Description of the task:
Transcribe the stretch of the post on sea level rise from "Two degrees is" through "by ocean currents.".

Page excerpt:
## START
Alarmist bullshit
The Herald reports:
Sea levels will rise up to 22 metres even if the worst scenarios for global warming are avoided, researchers say.
An international team of scientists, which included a New Zealander, found that a 2C increase in global temperature would still cause the world’s oceans to rise between 12m and 22m.
Two degrees is the recommended limit set by the Intergovernmental Panel on Climate Change. A bigger increase could lead to the melting of the West Antarctic ice sheet, some of the East Antarctic ice sheet and part of Greenland.
A 22m increase in sea level would dramatically transform New Zealand’s coastal boundaries, with low-lying areas like Auckland and Wellington’s harbours swamped by ocean currents.
But lead researcher Ken Miller said: “You don’t need to sell your beach real estate yet, because melting of these large ice sheets will take from centuries to a few thousand years.”
## END
Data shown:
## START
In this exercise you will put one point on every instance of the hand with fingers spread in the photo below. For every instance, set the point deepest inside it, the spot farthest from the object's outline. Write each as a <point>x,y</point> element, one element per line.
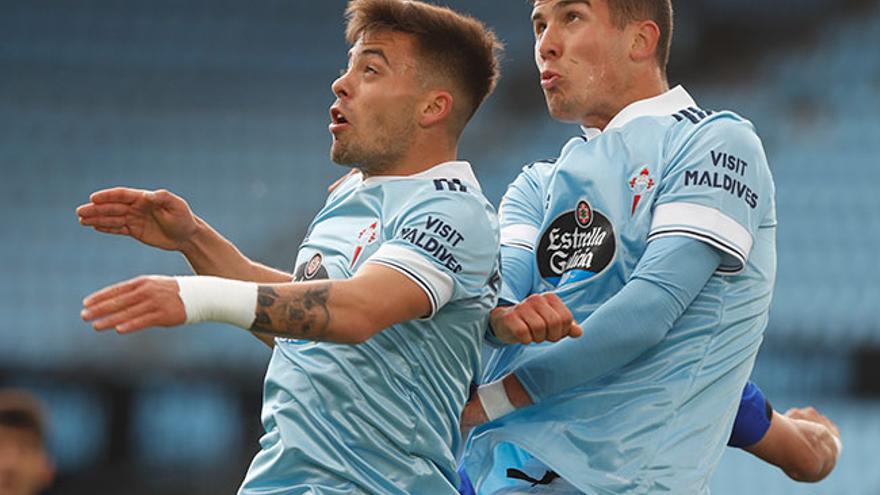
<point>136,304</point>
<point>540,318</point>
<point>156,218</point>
## END
Answer to this exercise:
Two degrees is the recommended limit set by the Intergovernmental Panel on Climate Change. A bigger increase could lead to the melting of the West Antarctic ice sheet, some of the East Antarctic ice sheet and part of Greenland.
A 22m increase in sea level would dramatically transform New Zealand’s coastal boundaries, with low-lying areas like Auckland and Wellington’s harbours swamped by ocean currents.